» SHORT EXERCISE
Only the lines from the line holding "of the sink" to the last line should be output, each exactly as given.

» SOURCE RECORDS
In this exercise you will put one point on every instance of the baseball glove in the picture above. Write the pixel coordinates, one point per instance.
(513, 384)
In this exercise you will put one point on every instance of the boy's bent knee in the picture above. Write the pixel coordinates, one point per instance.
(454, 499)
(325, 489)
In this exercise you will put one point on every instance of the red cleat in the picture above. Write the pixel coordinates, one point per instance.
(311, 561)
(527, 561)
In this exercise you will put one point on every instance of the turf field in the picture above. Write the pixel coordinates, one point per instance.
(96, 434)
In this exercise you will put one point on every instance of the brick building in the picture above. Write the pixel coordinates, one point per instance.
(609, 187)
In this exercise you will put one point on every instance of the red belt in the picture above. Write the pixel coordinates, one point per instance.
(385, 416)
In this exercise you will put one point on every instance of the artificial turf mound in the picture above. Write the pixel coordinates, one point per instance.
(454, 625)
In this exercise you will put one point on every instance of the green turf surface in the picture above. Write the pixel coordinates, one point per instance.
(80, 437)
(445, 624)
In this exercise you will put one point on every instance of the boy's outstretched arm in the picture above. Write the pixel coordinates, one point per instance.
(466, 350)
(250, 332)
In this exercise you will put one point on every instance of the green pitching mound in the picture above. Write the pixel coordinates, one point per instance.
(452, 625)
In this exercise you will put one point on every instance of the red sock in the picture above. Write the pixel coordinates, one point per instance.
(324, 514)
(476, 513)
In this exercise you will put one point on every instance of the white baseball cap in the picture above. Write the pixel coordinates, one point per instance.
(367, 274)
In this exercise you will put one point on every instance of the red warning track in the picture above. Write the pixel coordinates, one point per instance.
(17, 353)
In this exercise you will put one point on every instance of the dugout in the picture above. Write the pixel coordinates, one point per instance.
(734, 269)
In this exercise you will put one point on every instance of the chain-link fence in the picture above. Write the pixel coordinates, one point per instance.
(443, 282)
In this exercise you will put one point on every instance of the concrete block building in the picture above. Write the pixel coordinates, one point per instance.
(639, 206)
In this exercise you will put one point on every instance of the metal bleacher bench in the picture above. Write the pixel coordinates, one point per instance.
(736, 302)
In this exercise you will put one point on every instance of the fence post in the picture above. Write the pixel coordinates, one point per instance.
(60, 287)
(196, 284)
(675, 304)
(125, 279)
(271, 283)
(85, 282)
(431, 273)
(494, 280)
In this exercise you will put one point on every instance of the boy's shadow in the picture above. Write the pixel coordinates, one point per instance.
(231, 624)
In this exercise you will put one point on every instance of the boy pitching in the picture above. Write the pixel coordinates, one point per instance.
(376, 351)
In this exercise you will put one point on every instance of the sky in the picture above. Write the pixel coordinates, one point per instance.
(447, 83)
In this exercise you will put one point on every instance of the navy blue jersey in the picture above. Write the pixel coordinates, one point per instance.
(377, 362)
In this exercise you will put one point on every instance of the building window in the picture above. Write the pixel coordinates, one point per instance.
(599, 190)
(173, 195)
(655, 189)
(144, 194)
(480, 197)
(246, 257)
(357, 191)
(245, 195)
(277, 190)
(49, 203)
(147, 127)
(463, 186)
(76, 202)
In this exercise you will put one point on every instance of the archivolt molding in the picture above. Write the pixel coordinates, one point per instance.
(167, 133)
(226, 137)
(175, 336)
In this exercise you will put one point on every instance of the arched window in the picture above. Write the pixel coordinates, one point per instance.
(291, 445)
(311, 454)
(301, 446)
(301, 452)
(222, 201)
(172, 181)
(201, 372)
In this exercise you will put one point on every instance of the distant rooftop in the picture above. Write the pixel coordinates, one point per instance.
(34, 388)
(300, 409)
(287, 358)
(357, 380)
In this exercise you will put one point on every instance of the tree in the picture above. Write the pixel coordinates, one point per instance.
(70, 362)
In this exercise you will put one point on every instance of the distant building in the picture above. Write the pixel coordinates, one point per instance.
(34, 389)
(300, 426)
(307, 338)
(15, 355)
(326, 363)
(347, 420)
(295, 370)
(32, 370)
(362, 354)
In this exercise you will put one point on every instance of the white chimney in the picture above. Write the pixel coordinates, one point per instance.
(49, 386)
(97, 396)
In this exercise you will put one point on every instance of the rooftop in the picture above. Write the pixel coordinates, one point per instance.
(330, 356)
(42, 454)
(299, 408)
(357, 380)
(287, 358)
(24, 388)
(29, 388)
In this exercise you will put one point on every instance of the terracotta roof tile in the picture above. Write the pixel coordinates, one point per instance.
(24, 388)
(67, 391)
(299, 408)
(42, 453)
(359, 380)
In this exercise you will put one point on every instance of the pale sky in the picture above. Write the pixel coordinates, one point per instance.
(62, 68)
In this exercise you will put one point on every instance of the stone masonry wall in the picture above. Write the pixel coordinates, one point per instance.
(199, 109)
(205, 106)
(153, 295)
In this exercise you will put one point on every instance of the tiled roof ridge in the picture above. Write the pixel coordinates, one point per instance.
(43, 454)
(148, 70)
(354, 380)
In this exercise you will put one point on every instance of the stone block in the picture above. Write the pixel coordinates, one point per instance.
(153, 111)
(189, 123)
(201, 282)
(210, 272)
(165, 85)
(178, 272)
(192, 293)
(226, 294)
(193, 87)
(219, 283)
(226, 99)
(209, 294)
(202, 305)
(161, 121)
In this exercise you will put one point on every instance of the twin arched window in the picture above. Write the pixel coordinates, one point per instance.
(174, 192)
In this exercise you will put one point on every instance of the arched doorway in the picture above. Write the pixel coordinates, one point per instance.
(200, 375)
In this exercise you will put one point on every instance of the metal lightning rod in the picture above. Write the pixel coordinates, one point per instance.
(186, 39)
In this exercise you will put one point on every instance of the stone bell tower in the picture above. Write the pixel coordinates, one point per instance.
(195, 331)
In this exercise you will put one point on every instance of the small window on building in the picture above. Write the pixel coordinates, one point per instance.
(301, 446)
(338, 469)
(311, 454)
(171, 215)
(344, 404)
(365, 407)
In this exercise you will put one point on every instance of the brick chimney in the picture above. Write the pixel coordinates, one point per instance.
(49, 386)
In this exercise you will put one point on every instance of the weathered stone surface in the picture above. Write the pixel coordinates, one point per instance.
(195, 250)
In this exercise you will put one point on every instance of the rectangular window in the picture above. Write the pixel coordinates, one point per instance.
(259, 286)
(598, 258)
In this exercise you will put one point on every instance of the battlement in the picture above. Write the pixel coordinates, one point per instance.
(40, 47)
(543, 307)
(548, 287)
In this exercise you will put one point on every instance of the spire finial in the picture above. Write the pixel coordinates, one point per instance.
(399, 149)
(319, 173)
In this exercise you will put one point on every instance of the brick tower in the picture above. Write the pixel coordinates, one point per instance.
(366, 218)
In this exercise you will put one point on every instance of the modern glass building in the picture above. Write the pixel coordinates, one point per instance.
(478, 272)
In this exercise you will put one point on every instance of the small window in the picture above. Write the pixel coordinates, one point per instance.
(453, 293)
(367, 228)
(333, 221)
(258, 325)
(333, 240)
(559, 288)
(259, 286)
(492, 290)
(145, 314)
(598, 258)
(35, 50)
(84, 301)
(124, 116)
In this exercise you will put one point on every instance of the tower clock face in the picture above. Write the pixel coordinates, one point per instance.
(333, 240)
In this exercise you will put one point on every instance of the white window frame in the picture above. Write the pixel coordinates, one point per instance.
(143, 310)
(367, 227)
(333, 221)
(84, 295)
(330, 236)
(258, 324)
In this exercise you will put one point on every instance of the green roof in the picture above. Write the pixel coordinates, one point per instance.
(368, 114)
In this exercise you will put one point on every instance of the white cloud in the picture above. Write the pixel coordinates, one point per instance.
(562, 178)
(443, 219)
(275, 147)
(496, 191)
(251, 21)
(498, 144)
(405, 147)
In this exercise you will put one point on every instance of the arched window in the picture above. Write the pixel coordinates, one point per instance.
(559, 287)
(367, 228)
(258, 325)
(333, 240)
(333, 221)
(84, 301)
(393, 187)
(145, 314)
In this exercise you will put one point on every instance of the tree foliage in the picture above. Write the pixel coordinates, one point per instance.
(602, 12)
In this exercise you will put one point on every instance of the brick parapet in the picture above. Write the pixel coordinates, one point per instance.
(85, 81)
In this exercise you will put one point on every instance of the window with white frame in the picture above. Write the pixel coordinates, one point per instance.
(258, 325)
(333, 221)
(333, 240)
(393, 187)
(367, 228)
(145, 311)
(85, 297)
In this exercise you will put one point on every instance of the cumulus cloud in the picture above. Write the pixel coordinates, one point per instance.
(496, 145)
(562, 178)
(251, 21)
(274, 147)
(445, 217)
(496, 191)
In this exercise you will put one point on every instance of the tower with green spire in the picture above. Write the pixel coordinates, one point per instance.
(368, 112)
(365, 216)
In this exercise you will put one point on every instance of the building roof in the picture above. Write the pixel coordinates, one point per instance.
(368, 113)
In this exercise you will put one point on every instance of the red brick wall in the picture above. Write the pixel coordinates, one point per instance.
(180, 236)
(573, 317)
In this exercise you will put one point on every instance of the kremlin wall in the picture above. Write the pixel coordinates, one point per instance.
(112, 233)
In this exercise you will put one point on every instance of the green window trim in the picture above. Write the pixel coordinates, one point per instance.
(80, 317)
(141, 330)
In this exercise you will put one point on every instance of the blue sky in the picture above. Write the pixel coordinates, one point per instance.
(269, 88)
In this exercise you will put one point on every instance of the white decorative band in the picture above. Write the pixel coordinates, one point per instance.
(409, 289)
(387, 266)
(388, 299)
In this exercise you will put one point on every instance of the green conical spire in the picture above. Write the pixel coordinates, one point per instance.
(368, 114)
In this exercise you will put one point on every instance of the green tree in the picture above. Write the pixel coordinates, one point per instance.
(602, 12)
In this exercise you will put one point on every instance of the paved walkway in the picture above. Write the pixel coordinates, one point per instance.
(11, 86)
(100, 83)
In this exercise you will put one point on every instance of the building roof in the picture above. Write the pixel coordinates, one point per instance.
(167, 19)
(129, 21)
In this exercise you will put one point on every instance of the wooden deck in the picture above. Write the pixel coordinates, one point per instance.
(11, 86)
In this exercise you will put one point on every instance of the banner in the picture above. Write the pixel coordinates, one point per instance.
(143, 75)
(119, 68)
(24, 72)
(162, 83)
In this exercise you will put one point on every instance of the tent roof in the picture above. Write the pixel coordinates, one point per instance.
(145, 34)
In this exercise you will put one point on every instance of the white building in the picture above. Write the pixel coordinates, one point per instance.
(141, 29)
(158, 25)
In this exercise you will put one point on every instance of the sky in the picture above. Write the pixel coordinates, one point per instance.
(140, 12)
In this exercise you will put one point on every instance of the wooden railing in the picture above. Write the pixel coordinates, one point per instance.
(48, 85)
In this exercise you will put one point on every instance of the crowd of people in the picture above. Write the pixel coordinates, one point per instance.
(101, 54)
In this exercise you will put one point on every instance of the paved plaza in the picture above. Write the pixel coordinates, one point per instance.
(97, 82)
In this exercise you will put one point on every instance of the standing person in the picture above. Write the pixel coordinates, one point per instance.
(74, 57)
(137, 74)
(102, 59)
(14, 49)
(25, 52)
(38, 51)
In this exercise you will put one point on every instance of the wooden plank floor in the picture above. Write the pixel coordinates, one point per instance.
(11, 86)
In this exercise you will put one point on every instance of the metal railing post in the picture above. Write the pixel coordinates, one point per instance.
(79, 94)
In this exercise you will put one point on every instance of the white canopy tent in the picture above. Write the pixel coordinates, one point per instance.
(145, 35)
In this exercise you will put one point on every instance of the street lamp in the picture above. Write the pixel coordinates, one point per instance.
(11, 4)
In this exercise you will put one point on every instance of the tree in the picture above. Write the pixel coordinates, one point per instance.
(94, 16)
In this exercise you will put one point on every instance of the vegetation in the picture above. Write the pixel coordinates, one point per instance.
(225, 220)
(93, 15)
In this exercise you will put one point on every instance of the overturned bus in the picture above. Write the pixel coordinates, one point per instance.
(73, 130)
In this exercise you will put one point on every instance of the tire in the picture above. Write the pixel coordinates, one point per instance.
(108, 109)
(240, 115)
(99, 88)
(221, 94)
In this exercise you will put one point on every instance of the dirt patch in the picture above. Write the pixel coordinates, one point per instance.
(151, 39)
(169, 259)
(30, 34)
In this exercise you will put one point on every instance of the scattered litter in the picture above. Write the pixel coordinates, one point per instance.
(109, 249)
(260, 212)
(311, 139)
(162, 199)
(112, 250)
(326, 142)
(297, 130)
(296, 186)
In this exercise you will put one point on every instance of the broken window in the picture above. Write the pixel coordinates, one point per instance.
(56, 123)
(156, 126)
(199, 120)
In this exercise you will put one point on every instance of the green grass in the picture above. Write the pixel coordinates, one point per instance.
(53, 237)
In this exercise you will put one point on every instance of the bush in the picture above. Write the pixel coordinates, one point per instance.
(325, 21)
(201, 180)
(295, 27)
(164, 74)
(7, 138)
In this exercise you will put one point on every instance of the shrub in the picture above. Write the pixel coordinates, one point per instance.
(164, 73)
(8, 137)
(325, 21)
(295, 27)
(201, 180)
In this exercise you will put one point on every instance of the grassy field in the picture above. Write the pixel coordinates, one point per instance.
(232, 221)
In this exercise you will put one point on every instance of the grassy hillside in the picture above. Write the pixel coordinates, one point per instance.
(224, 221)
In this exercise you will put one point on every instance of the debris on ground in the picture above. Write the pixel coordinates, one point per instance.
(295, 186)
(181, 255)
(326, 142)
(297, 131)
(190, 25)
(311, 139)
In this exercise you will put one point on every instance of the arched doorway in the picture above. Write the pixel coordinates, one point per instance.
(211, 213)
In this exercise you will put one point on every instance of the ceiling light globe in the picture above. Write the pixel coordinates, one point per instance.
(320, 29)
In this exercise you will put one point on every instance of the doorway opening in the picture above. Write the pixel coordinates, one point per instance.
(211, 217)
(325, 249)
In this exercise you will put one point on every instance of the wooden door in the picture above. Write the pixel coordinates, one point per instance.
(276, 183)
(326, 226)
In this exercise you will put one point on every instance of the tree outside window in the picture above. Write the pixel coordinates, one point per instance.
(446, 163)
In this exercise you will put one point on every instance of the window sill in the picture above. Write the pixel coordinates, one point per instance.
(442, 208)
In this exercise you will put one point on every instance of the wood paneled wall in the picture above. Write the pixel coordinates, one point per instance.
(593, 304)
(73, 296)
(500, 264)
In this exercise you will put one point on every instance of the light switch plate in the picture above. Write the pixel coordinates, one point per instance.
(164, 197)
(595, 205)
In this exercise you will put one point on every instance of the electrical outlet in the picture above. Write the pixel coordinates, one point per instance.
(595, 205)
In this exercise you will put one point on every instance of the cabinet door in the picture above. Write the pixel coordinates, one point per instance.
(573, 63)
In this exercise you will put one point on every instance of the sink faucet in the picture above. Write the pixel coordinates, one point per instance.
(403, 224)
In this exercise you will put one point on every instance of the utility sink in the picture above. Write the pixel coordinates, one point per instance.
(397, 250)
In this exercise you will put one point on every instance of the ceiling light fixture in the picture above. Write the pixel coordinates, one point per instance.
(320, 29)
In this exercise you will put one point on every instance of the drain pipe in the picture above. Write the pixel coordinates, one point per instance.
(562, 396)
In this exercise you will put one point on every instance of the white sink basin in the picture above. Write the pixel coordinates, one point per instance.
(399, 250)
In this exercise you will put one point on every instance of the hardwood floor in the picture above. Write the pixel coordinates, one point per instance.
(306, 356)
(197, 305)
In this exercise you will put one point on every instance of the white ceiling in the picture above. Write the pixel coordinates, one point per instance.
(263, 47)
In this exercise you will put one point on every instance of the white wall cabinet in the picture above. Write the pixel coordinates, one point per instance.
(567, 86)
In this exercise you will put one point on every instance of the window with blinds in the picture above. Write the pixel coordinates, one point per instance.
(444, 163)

» SOLUTION TO THIS PROBLEM
In this exercise you will put one point on every instance of the sink faucet in the picture above. Write the pixel coordinates, one point per instance.
(403, 224)
In this exercise you will put one point on every instance of the utility sink in the picture above. Write the pixel coordinates, one point per instance.
(397, 250)
In this exercise you will put one point on every instance of the ceiling light fixture in the picture above. Write the pixel coordinates, one point per instance.
(320, 29)
In this exercise you will put one point on every instance of the drain pipe in the picture above. Write the pixel coordinates, one point per instance.
(562, 396)
In this exercise you will put one point on every instance of the white sink basin in the picture above. Write the pixel coordinates, one point per instance.
(399, 250)
In this exercise you will put one point on every instance of the hardwood floor in the picture above. Write the pixel coordinates, one point per instance.
(306, 356)
(197, 305)
In this exercise you will put one point on every instance of the white ceiling in the picture above. Write the pixel coordinates, one point per instance.
(263, 47)
In this exercise you will put one point on every instance of the white wall cabinet in the picture above. Write the pixel coordinates, one point per instance.
(567, 86)
In this exercise you will put one point on every instance of the window with blinds in the picture above. Write the pixel coordinates, one point per instance.
(444, 163)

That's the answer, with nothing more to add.